§ WORK ITEM:
Repeat only the stretch of lines below that runs from the line with "Target: dark basalt rock" through the line with "Target: waterfall plume", unaltered.

Segment Start: RAW DATA

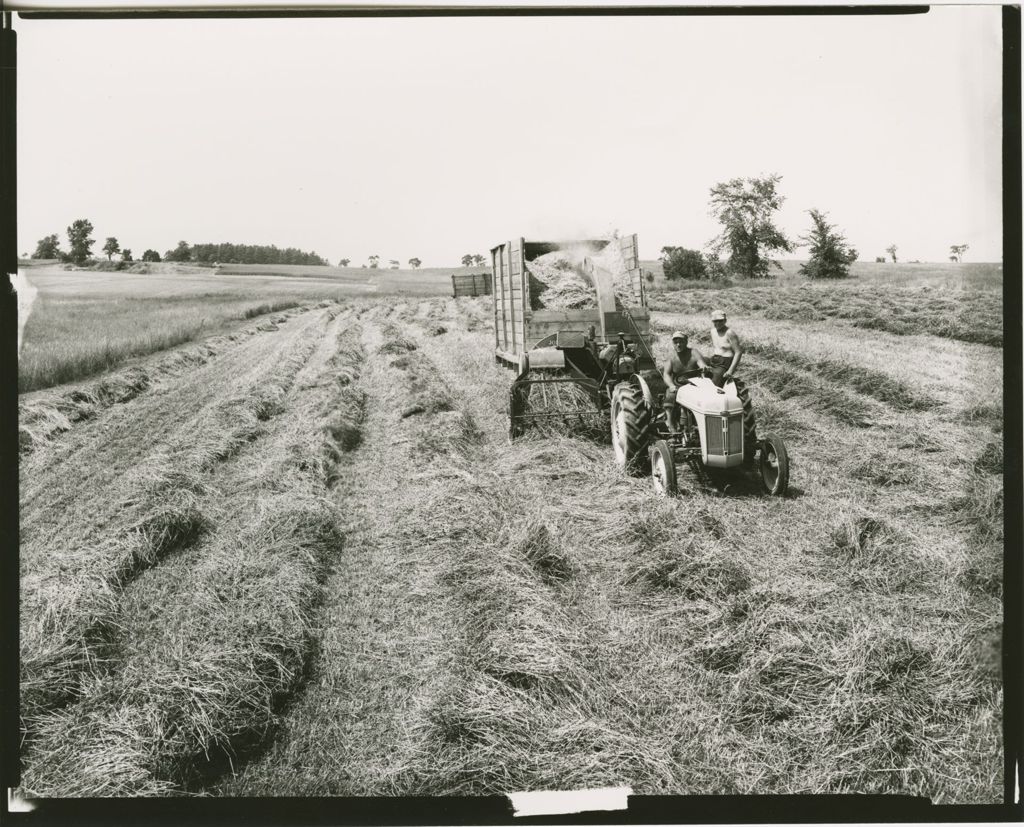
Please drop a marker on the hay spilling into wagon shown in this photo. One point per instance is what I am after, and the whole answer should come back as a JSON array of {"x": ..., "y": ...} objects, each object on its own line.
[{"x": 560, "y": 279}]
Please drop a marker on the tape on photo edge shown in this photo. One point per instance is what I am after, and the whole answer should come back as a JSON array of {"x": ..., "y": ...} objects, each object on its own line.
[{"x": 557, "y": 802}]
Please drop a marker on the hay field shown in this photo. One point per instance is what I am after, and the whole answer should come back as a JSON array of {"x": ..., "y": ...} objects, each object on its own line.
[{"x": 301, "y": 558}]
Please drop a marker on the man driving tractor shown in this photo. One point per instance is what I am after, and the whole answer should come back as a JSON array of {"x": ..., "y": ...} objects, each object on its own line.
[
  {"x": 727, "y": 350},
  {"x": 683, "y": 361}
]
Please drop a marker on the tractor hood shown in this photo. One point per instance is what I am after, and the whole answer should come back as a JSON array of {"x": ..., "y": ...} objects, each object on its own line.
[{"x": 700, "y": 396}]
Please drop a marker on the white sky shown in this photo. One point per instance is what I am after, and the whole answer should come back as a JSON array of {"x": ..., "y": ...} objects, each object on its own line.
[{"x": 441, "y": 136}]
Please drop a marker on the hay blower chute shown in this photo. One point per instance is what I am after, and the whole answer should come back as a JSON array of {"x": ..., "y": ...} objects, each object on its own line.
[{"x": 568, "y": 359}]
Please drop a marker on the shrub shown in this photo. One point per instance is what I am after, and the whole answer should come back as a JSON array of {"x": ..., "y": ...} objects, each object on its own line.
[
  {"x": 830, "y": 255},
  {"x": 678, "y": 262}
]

Segment End: RAW DATA
Segment Start: RAW DATA

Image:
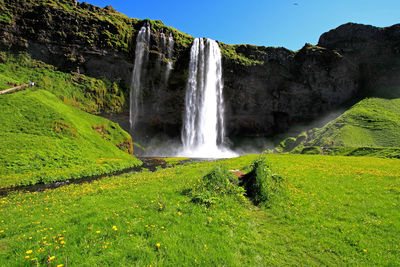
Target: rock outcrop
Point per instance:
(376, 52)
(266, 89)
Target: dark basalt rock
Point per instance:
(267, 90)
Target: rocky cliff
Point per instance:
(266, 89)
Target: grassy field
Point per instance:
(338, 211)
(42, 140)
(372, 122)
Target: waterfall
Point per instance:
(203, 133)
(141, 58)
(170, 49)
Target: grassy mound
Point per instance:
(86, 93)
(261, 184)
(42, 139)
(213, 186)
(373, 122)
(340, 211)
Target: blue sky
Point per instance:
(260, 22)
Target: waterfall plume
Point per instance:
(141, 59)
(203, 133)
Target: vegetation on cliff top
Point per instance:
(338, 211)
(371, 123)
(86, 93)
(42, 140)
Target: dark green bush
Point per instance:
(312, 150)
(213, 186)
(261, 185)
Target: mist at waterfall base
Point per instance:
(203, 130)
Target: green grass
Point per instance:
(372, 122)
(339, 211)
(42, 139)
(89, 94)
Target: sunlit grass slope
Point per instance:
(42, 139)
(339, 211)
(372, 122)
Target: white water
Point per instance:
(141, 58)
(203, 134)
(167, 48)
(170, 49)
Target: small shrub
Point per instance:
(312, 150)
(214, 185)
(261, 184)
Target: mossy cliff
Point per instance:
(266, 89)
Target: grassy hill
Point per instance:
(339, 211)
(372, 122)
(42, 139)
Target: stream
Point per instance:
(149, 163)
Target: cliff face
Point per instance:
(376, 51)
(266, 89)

Segment End: RAW DATA

§ THE ANSWER:
Target: dark basalt rock
Point per instance:
(267, 90)
Target: rocky cliff
Point per instance:
(266, 89)
Target: grassy field
Point per instance:
(338, 211)
(42, 140)
(372, 122)
Target: waterfall
Point per instance:
(203, 133)
(141, 58)
(170, 49)
Target: grassy mound
Point per instance:
(86, 93)
(261, 184)
(42, 139)
(213, 186)
(373, 122)
(340, 211)
Target: blue sky
Point per instance:
(260, 22)
Target: waterfall plume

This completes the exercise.